-- Given records follows --

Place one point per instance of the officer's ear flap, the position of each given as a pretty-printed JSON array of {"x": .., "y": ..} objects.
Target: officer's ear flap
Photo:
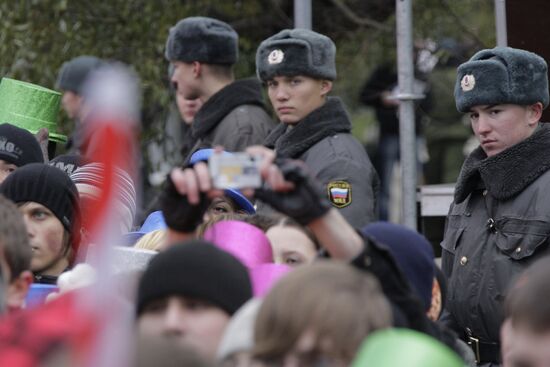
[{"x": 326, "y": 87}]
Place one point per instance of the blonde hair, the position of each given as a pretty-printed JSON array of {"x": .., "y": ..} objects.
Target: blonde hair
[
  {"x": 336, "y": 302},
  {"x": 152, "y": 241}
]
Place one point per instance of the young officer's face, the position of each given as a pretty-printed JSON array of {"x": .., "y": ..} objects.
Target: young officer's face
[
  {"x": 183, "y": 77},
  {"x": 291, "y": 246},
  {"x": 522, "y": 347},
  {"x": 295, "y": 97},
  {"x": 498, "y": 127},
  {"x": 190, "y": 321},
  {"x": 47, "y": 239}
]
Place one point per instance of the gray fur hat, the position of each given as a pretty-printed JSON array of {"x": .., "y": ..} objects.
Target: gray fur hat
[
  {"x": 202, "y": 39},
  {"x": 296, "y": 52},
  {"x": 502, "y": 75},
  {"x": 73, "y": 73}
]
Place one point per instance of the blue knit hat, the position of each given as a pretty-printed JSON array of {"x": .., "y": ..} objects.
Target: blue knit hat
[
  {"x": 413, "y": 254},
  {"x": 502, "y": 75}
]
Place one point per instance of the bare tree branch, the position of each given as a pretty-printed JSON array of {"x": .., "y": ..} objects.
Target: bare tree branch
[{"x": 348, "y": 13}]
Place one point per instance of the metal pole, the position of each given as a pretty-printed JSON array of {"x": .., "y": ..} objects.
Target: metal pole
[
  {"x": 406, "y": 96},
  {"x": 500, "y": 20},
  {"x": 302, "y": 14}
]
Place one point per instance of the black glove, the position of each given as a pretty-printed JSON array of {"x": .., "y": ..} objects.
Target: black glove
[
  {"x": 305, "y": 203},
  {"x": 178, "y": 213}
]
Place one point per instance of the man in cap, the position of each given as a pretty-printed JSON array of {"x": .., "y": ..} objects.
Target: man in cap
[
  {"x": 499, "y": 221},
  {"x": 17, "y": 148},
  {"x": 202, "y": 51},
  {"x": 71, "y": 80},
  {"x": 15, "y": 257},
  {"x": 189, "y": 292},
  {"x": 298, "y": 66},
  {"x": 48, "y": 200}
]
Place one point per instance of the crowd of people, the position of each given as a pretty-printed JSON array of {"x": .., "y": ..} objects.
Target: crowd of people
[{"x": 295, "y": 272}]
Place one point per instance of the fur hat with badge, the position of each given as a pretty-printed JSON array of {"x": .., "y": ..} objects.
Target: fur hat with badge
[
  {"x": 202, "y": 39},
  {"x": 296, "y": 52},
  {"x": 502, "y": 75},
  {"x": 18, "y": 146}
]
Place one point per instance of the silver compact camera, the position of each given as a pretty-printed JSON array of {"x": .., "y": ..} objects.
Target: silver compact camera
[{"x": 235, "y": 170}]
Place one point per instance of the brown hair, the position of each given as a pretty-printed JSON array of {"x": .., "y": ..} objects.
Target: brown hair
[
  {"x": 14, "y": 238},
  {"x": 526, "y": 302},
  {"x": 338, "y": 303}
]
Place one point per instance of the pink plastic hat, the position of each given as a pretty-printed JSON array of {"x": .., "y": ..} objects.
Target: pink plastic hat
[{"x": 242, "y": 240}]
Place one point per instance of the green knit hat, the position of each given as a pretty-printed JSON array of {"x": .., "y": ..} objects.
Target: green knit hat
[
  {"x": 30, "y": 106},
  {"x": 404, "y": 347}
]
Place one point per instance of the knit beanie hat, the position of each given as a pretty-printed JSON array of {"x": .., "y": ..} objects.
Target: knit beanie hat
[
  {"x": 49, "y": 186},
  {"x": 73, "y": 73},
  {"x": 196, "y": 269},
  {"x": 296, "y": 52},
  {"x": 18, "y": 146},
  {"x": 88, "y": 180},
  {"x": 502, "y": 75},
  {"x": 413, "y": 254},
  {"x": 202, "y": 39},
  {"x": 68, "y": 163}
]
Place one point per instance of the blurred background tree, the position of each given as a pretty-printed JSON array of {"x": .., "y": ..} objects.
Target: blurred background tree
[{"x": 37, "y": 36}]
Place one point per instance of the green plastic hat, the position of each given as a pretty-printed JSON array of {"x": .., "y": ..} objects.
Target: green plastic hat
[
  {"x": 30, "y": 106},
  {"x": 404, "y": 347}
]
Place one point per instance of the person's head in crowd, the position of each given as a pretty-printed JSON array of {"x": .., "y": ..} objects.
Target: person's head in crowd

-- Given records concluded --

Please return only the lines above, starting at the line that has "Place one point per instance of the man" and ending at the line that has "Place one point per instance of the pink", keeping both and leaving each one unchanged.

Place one point per instance of the man in cap, the position of each given as a pretty-printed JSON array of {"x": .., "y": ..} objects.
Target: man in cap
[
  {"x": 499, "y": 221},
  {"x": 17, "y": 148},
  {"x": 202, "y": 51},
  {"x": 71, "y": 80},
  {"x": 15, "y": 257},
  {"x": 189, "y": 292},
  {"x": 298, "y": 66},
  {"x": 48, "y": 200}
]
Place one point per instance of the crowd of people, the position of each given as a pretty-printed JSON array of {"x": .., "y": ..} objects.
Target: crowd of people
[{"x": 295, "y": 272}]
Place one point per instance of the fur hat with badge, the position of each given as a pretty-printed JSON array of {"x": .., "y": ..} objects.
Target: fur hat with badge
[
  {"x": 202, "y": 39},
  {"x": 296, "y": 52},
  {"x": 502, "y": 75},
  {"x": 18, "y": 146}
]
Place one point per instance of the silver compact camera, the position of each given as a pretty-printed JSON array of {"x": .., "y": ..} objects.
Target: silver compact camera
[{"x": 235, "y": 170}]
Place one point per instance of the brown hair, the position of each given as a pretty-printed JSON array of {"x": .., "y": ..} objects.
Target: brown hair
[
  {"x": 14, "y": 238},
  {"x": 526, "y": 302},
  {"x": 338, "y": 303}
]
Place one point per instance of the pink plastic hat, the position of each given as a pretty-printed JSON array of {"x": .., "y": ..} objects.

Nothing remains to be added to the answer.